* _What you are asked to do_
Which lines in the items below contain the word "white"? Pick out each one and copy it in full.

* _Source records_

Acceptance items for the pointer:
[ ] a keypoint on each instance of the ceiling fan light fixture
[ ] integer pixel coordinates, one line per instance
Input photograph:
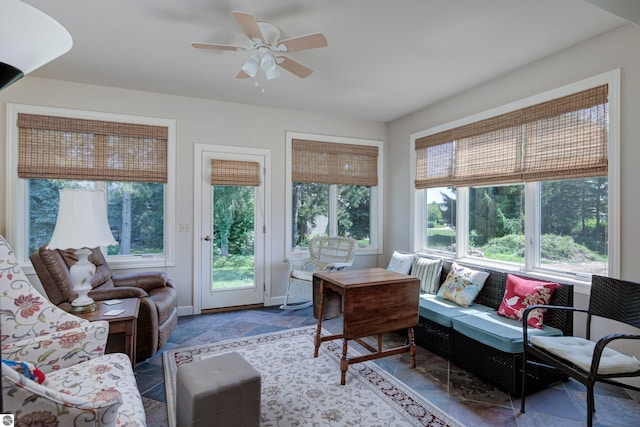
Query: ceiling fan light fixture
(272, 74)
(267, 61)
(251, 66)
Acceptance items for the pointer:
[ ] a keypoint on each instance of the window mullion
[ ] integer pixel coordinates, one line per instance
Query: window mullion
(532, 225)
(333, 210)
(462, 222)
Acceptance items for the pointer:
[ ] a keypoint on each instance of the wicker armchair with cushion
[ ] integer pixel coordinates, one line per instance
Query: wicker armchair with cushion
(325, 254)
(158, 315)
(582, 359)
(54, 370)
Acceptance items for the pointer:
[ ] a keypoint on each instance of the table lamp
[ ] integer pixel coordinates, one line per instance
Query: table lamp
(82, 224)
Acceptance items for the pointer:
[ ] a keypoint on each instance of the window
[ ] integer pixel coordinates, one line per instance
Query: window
(130, 158)
(333, 190)
(530, 188)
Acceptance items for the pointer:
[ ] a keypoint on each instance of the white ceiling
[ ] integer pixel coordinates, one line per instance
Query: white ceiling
(385, 59)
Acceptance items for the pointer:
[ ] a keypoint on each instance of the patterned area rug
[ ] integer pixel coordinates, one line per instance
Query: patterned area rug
(300, 390)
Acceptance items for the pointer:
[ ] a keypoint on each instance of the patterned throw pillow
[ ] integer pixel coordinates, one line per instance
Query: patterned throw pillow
(462, 285)
(401, 263)
(520, 294)
(428, 271)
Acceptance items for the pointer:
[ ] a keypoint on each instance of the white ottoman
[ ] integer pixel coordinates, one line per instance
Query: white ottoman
(220, 391)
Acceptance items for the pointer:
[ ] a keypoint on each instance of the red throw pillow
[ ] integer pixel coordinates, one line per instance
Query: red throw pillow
(520, 294)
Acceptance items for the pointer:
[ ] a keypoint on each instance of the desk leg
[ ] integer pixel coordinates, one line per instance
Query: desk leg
(344, 363)
(412, 347)
(318, 338)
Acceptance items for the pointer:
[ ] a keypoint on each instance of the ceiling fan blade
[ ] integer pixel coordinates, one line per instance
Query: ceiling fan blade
(242, 75)
(294, 67)
(310, 41)
(217, 46)
(249, 25)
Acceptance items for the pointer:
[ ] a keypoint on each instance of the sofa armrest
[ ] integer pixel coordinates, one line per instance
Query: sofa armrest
(146, 280)
(61, 348)
(32, 397)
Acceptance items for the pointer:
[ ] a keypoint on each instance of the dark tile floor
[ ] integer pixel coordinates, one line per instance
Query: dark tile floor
(465, 397)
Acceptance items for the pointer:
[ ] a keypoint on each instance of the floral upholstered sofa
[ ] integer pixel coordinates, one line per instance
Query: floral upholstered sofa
(54, 370)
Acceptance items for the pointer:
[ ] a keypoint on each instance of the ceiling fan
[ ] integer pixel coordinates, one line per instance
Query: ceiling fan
(267, 48)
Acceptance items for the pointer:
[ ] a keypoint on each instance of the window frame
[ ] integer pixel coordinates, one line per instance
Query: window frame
(532, 219)
(376, 194)
(16, 188)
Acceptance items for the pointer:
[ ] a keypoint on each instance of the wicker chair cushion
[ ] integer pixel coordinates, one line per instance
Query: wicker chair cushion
(401, 263)
(442, 311)
(579, 351)
(462, 285)
(428, 271)
(497, 331)
(302, 275)
(521, 293)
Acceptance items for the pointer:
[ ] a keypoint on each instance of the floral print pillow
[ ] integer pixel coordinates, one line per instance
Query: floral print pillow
(462, 285)
(520, 294)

* _Answer to the problem_
[ ] a keypoint on each instance of the white ceiling
Query: white ceiling
[ ] a keypoint on each instance of the white ottoman
Query: white ottoman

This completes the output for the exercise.